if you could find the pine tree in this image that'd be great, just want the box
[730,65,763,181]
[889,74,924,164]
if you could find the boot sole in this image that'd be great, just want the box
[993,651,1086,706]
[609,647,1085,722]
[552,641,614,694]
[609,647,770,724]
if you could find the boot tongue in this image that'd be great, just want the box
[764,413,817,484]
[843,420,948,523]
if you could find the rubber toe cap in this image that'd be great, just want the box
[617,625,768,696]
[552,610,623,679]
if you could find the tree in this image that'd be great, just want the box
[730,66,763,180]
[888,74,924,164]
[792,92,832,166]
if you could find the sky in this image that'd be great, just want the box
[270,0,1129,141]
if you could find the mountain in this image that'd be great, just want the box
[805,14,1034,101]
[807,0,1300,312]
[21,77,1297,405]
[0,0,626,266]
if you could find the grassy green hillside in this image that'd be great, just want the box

* * * * *

## Your task
Return the full data, every line of it, with nothing altered.

## Written answer
if you could find the pine tree in this image that'd be great, just want the box
[730,65,763,181]
[889,74,924,164]
if you could find the boot sole in this image that'd be great, just want the box
[993,651,1086,706]
[609,647,1085,722]
[552,641,614,694]
[609,647,770,724]
if you could find the boot tongue in this image that'd be great, just want the box
[764,413,817,484]
[843,420,948,523]
if you could find the rubber toe cap in this image that'd be great, just want the box
[617,625,768,696]
[552,610,623,679]
if you could find the tree in this image that'd be great, just want the box
[730,66,763,180]
[888,74,924,164]
[792,92,832,166]
if you could find the sky in this image that'd be great, just want the box
[270,0,1129,141]
if you could find the mountain in this image that'd be great, just want the box
[805,14,1034,101]
[807,0,1300,312]
[21,77,1297,405]
[0,0,626,266]
if you could find the grassy green hillside in this image that'd be great, just want the box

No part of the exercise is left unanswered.